* _What the task asks_:
Write out the listing below from the line containing "the wooden podium" to its last line, unaltered, ends included.

[Labeled-object pointing entries]
____
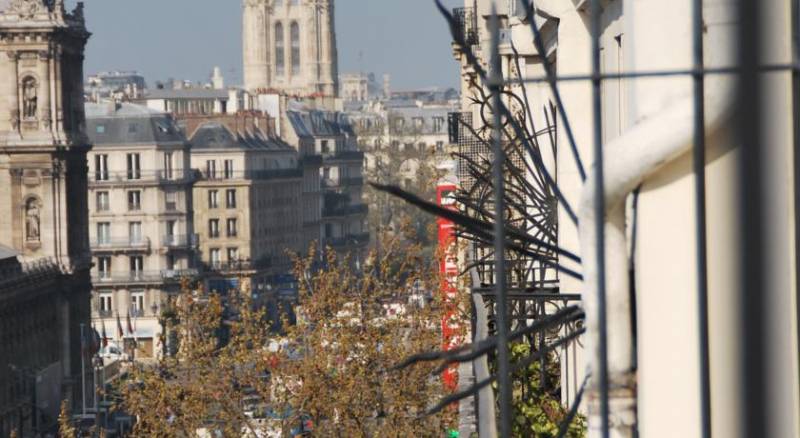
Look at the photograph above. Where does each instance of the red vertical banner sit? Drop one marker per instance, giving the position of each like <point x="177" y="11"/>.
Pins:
<point x="448" y="268"/>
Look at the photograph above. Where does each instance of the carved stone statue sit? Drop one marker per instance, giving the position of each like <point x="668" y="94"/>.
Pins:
<point x="27" y="9"/>
<point x="32" y="221"/>
<point x="30" y="98"/>
<point x="14" y="119"/>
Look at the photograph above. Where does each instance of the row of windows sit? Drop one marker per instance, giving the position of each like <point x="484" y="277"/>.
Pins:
<point x="230" y="198"/>
<point x="231" y="228"/>
<point x="133" y="167"/>
<point x="103" y="201"/>
<point x="137" y="303"/>
<point x="280" y="52"/>
<point x="135" y="264"/>
<point x="215" y="255"/>
<point x="135" y="235"/>
<point x="227" y="170"/>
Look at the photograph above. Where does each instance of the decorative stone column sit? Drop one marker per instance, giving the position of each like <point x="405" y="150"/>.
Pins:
<point x="45" y="119"/>
<point x="13" y="90"/>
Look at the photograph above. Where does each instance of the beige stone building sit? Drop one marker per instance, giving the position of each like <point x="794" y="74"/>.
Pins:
<point x="44" y="245"/>
<point x="142" y="234"/>
<point x="247" y="208"/>
<point x="329" y="136"/>
<point x="290" y="47"/>
<point x="654" y="349"/>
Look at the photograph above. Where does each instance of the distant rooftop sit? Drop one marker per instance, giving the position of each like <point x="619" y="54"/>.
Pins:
<point x="214" y="135"/>
<point x="5" y="251"/>
<point x="187" y="93"/>
<point x="126" y="123"/>
<point x="319" y="123"/>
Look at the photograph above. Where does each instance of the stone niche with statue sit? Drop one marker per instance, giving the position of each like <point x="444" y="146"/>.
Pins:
<point x="43" y="175"/>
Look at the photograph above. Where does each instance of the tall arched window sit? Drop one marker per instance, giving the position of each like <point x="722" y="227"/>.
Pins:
<point x="294" y="31"/>
<point x="279" y="50"/>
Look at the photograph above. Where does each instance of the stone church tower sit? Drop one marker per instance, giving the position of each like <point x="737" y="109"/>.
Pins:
<point x="44" y="300"/>
<point x="290" y="47"/>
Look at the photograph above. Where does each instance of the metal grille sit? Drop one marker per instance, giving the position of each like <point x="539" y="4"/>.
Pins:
<point x="516" y="298"/>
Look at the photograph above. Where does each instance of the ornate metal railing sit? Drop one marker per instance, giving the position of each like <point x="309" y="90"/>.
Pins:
<point x="466" y="26"/>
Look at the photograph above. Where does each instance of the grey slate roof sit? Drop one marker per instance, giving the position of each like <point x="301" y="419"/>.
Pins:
<point x="7" y="252"/>
<point x="187" y="93"/>
<point x="217" y="136"/>
<point x="320" y="123"/>
<point x="127" y="124"/>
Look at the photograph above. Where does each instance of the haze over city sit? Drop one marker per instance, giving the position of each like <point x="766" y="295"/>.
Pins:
<point x="180" y="38"/>
<point x="369" y="218"/>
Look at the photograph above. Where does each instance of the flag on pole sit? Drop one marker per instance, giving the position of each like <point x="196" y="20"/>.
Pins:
<point x="128" y="321"/>
<point x="120" y="332"/>
<point x="94" y="342"/>
<point x="105" y="337"/>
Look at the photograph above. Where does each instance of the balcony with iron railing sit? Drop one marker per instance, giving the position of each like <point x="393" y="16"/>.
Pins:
<point x="113" y="244"/>
<point x="266" y="174"/>
<point x="234" y="266"/>
<point x="344" y="210"/>
<point x="466" y="23"/>
<point x="332" y="183"/>
<point x="134" y="177"/>
<point x="181" y="241"/>
<point x="142" y="277"/>
<point x="348" y="240"/>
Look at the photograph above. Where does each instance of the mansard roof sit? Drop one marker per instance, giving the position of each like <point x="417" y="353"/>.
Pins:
<point x="214" y="135"/>
<point x="317" y="123"/>
<point x="126" y="124"/>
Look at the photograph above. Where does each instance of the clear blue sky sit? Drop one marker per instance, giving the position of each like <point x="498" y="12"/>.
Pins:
<point x="186" y="38"/>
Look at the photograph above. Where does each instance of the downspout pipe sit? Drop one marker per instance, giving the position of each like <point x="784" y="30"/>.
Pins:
<point x="655" y="140"/>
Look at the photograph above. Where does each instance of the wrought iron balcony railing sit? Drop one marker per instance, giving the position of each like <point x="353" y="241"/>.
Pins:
<point x="181" y="241"/>
<point x="138" y="277"/>
<point x="121" y="244"/>
<point x="346" y="210"/>
<point x="342" y="182"/>
<point x="349" y="240"/>
<point x="270" y="174"/>
<point x="141" y="176"/>
<point x="236" y="265"/>
<point x="466" y="25"/>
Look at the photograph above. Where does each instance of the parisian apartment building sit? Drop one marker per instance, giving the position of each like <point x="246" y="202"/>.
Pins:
<point x="142" y="235"/>
<point x="248" y="207"/>
<point x="44" y="246"/>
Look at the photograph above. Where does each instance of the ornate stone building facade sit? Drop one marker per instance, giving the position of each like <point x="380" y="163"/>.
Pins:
<point x="142" y="235"/>
<point x="44" y="225"/>
<point x="290" y="47"/>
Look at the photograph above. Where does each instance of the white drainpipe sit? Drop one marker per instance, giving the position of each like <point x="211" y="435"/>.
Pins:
<point x="662" y="133"/>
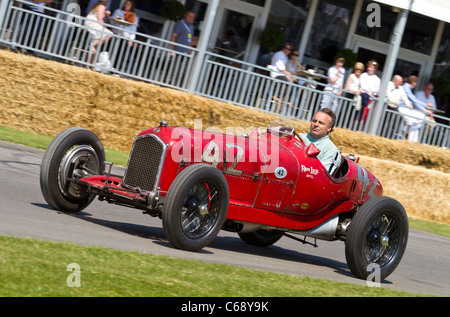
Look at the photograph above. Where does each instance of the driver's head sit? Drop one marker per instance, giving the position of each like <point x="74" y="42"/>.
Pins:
<point x="322" y="123"/>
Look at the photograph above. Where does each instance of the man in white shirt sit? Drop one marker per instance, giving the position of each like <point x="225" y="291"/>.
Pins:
<point x="334" y="86"/>
<point x="426" y="95"/>
<point x="370" y="83"/>
<point x="278" y="63"/>
<point x="395" y="94"/>
<point x="398" y="98"/>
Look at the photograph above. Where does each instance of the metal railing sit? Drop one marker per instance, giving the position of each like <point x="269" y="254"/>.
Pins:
<point x="63" y="36"/>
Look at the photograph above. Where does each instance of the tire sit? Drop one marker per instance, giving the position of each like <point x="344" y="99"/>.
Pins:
<point x="261" y="238"/>
<point x="377" y="236"/>
<point x="74" y="145"/>
<point x="195" y="207"/>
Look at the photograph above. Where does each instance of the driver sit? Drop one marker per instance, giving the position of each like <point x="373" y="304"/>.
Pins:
<point x="321" y="125"/>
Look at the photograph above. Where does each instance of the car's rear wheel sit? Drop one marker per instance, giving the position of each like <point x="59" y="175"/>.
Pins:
<point x="262" y="238"/>
<point x="377" y="238"/>
<point x="75" y="151"/>
<point x="195" y="207"/>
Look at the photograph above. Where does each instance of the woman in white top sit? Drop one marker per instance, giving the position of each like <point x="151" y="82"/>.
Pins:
<point x="293" y="66"/>
<point x="126" y="14"/>
<point x="94" y="23"/>
<point x="353" y="84"/>
<point x="335" y="84"/>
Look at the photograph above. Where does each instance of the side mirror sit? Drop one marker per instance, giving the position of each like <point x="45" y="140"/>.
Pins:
<point x="312" y="150"/>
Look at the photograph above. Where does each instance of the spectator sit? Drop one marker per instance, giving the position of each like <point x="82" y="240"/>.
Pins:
<point x="398" y="99"/>
<point x="94" y="22"/>
<point x="183" y="33"/>
<point x="335" y="84"/>
<point x="126" y="14"/>
<point x="370" y="84"/>
<point x="395" y="94"/>
<point x="293" y="65"/>
<point x="278" y="63"/>
<point x="409" y="86"/>
<point x="126" y="21"/>
<point x="353" y="84"/>
<point x="93" y="2"/>
<point x="426" y="95"/>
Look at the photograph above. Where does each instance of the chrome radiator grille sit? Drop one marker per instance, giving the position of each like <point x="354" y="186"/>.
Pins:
<point x="144" y="163"/>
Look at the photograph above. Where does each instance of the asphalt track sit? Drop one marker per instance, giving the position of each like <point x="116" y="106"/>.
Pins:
<point x="24" y="213"/>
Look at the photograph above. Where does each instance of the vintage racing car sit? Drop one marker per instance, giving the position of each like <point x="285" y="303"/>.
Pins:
<point x="263" y="186"/>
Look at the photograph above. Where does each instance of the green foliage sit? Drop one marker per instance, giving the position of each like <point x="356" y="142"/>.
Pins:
<point x="272" y="38"/>
<point x="173" y="10"/>
<point x="350" y="57"/>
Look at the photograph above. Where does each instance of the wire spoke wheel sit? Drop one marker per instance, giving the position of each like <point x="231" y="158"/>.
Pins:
<point x="378" y="234"/>
<point x="195" y="207"/>
<point x="382" y="240"/>
<point x="200" y="210"/>
<point x="75" y="152"/>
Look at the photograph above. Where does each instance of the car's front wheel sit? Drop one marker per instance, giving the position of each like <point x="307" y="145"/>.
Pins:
<point x="195" y="207"/>
<point x="377" y="238"/>
<point x="75" y="151"/>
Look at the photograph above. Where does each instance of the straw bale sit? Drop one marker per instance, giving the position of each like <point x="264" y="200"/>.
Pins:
<point x="47" y="97"/>
<point x="423" y="192"/>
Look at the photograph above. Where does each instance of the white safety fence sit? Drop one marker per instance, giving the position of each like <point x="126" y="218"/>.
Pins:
<point x="63" y="36"/>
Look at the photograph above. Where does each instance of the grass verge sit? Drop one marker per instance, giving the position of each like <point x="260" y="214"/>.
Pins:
<point x="120" y="158"/>
<point x="40" y="269"/>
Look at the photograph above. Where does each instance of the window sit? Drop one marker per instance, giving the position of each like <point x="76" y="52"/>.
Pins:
<point x="419" y="33"/>
<point x="330" y="29"/>
<point x="289" y="16"/>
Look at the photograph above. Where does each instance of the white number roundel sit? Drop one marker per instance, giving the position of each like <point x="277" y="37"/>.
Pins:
<point x="280" y="172"/>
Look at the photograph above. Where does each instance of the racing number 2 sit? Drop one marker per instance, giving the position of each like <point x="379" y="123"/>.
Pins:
<point x="211" y="154"/>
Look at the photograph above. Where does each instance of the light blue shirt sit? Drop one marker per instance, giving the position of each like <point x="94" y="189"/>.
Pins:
<point x="329" y="155"/>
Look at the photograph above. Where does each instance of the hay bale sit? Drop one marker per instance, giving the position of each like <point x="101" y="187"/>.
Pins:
<point x="47" y="97"/>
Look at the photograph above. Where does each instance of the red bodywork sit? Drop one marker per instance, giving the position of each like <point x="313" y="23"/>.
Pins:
<point x="273" y="179"/>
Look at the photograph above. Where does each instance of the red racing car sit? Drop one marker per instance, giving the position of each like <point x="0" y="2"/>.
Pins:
<point x="263" y="186"/>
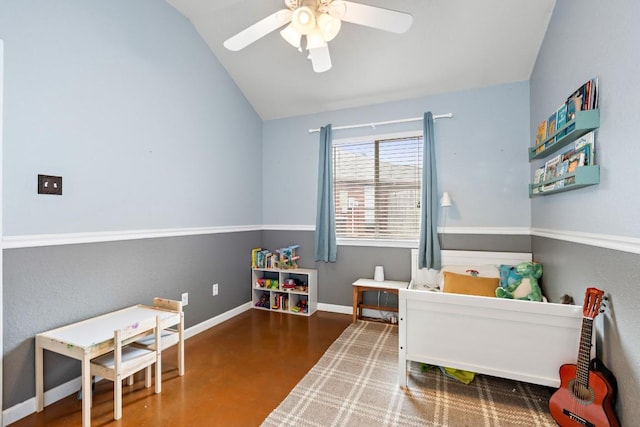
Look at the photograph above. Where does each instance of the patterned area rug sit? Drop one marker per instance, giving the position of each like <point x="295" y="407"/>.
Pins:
<point x="355" y="383"/>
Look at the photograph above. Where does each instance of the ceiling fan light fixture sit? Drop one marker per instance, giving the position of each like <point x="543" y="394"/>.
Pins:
<point x="315" y="40"/>
<point x="291" y="36"/>
<point x="303" y="20"/>
<point x="329" y="26"/>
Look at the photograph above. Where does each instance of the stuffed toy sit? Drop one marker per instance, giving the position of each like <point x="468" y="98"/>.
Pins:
<point x="524" y="288"/>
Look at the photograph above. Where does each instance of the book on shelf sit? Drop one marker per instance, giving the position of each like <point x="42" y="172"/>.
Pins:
<point x="538" y="175"/>
<point x="550" y="167"/>
<point x="551" y="124"/>
<point x="584" y="98"/>
<point x="576" y="160"/>
<point x="541" y="134"/>
<point x="547" y="187"/>
<point x="586" y="140"/>
<point x="562" y="168"/>
<point x="561" y="120"/>
<point x="573" y="104"/>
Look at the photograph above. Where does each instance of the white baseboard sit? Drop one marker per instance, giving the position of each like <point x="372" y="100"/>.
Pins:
<point x="28" y="407"/>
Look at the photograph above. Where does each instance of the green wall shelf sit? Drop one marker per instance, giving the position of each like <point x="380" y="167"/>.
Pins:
<point x="585" y="122"/>
<point x="582" y="177"/>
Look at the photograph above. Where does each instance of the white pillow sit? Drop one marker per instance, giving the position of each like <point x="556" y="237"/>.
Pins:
<point x="484" y="270"/>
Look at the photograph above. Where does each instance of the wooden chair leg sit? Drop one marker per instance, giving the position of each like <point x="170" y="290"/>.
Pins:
<point x="117" y="399"/>
<point x="147" y="376"/>
<point x="158" y="374"/>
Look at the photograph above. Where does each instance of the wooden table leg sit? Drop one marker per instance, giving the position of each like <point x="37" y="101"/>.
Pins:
<point x="181" y="345"/>
<point x="356" y="297"/>
<point x="86" y="391"/>
<point x="39" y="376"/>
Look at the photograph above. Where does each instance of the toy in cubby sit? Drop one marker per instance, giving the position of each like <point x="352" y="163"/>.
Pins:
<point x="264" y="301"/>
<point x="281" y="302"/>
<point x="301" y="307"/>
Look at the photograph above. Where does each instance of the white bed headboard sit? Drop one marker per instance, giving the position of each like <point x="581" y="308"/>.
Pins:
<point x="423" y="276"/>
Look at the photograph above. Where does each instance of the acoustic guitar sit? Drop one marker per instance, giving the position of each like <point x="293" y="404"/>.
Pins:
<point x="587" y="390"/>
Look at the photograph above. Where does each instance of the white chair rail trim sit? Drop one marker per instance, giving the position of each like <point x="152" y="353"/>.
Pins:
<point x="620" y="243"/>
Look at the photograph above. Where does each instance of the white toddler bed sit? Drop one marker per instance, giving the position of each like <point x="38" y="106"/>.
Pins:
<point x="521" y="340"/>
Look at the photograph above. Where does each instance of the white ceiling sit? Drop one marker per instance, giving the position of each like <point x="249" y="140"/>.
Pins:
<point x="452" y="45"/>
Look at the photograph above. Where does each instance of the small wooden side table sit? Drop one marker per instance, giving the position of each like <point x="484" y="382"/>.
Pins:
<point x="362" y="285"/>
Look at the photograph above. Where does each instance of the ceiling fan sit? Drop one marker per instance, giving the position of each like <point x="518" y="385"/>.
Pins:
<point x="319" y="22"/>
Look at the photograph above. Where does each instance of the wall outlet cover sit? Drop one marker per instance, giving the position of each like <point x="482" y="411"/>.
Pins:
<point x="48" y="184"/>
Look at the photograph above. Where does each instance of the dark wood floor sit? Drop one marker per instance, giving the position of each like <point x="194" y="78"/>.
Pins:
<point x="236" y="374"/>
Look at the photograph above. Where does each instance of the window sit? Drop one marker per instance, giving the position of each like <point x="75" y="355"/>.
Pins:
<point x="377" y="186"/>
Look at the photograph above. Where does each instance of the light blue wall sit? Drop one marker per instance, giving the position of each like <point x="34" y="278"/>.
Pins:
<point x="586" y="40"/>
<point x="126" y="102"/>
<point x="481" y="154"/>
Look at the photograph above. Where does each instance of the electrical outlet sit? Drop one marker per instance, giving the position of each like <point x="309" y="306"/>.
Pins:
<point x="48" y="184"/>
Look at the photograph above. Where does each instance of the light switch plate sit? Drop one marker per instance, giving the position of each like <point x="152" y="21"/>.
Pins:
<point x="48" y="184"/>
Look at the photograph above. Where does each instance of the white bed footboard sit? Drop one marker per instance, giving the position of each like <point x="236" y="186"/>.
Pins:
<point x="520" y="340"/>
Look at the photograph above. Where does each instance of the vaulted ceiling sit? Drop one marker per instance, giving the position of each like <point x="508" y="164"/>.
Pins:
<point x="452" y="45"/>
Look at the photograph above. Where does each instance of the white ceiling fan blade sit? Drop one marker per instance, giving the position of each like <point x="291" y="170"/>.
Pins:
<point x="371" y="16"/>
<point x="320" y="59"/>
<point x="258" y="30"/>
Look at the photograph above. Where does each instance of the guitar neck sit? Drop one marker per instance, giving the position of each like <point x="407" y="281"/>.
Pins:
<point x="584" y="352"/>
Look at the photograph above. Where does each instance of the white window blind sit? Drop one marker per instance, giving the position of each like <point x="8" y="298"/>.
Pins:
<point x="377" y="187"/>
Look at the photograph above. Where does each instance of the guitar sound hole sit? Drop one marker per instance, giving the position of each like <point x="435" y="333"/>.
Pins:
<point x="579" y="392"/>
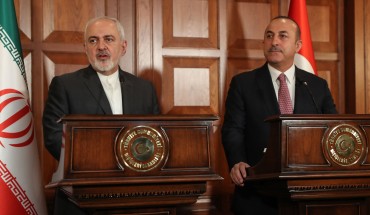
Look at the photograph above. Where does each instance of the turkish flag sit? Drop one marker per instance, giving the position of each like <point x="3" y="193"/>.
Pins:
<point x="304" y="59"/>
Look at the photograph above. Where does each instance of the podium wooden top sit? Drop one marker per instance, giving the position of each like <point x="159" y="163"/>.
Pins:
<point x="315" y="146"/>
<point x="84" y="117"/>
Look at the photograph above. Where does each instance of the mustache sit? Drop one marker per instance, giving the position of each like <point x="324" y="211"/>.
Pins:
<point x="274" y="49"/>
<point x="102" y="53"/>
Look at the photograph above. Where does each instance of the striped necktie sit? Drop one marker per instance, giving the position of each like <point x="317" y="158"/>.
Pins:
<point x="285" y="103"/>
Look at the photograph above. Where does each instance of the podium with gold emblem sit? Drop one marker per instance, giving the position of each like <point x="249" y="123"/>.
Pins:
<point x="135" y="164"/>
<point x="317" y="164"/>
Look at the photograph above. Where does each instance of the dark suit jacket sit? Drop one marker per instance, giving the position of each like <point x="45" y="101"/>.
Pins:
<point x="81" y="92"/>
<point x="251" y="99"/>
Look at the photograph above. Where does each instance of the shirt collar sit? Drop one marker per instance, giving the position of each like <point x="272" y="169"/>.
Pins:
<point x="289" y="73"/>
<point x="109" y="78"/>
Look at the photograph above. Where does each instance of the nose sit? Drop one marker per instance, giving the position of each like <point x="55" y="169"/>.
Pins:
<point x="275" y="40"/>
<point x="101" y="45"/>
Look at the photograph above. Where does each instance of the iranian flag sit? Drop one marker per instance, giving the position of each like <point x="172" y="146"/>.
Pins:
<point x="304" y="59"/>
<point x="21" y="190"/>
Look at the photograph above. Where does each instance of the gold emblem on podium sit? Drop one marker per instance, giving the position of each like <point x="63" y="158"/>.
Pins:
<point x="345" y="145"/>
<point x="141" y="149"/>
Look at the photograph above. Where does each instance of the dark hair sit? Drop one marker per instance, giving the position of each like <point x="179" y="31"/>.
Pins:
<point x="298" y="32"/>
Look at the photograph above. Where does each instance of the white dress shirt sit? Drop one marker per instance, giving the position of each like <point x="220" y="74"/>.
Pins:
<point x="290" y="79"/>
<point x="112" y="89"/>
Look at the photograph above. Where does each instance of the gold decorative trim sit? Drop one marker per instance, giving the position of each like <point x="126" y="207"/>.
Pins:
<point x="141" y="148"/>
<point x="345" y="145"/>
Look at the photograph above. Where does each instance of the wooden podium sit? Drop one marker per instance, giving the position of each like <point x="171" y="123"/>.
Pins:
<point x="317" y="164"/>
<point x="135" y="164"/>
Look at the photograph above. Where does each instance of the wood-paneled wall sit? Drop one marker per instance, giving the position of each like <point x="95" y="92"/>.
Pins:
<point x="189" y="49"/>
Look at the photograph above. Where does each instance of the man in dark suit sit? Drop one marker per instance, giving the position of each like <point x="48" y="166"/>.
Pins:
<point x="253" y="96"/>
<point x="100" y="88"/>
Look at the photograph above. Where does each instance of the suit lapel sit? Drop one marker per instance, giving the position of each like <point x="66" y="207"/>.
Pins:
<point x="127" y="90"/>
<point x="303" y="99"/>
<point x="92" y="82"/>
<point x="266" y="89"/>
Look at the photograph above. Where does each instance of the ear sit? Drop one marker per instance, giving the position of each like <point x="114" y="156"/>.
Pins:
<point x="298" y="45"/>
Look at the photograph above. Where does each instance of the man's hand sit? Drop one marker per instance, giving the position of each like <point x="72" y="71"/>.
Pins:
<point x="238" y="173"/>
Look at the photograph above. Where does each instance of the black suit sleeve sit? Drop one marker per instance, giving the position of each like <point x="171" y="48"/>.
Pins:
<point x="233" y="129"/>
<point x="56" y="107"/>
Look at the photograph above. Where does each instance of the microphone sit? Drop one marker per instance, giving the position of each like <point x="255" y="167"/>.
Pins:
<point x="311" y="95"/>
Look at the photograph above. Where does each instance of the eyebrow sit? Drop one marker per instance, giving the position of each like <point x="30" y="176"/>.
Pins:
<point x="280" y="32"/>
____
* _Reply_:
Look at the photograph above. Where does each instance of the wooden podium sit? Drop one marker per instance, giving the position of each like <point x="171" y="123"/>.
Pins:
<point x="317" y="164"/>
<point x="135" y="164"/>
Look at the photograph above. Where does each instance of the wood-paneled wall sit? Drop one marker per instance, giving the position of each like <point x="95" y="92"/>.
Pins:
<point x="189" y="49"/>
Look at the photograph above. Where does each instance of the man in dark suit sit? Drop one marker per instance, giving the position of each like <point x="48" y="166"/>.
Pins:
<point x="253" y="96"/>
<point x="100" y="88"/>
Look at the photograph above. Where does each instance of the suit lapel sit? Drop one marker per instance, giving the position of each like <point x="66" y="207"/>.
Pins:
<point x="127" y="90"/>
<point x="303" y="99"/>
<point x="92" y="82"/>
<point x="266" y="89"/>
Look at the photograph above. Where does each instance of the ear sit? Drop one marker per instance, giving the position of each like <point x="114" y="156"/>.
Pins:
<point x="298" y="45"/>
Look at the photograph above. Where does each instance of the man's hand sit? Drop one marker per instance, giving the position of each like <point x="72" y="71"/>.
Pins:
<point x="238" y="173"/>
Look at the photograph above. Where does each instance of the black suit sleeve sit? Drop one marker per instance, giving the position of each like <point x="171" y="48"/>.
Pins:
<point x="233" y="129"/>
<point x="56" y="107"/>
Look at the photograph above. Where does each instance of the microphone sit? Drop one marker per instance, giving the position of each like <point x="255" y="167"/>.
Pins:
<point x="311" y="95"/>
Look at the photograph above. Where does each instance of the eyebrow sit? Drop one marker per instance, giving the position of each like <point x="30" y="176"/>.
Pins:
<point x="280" y="32"/>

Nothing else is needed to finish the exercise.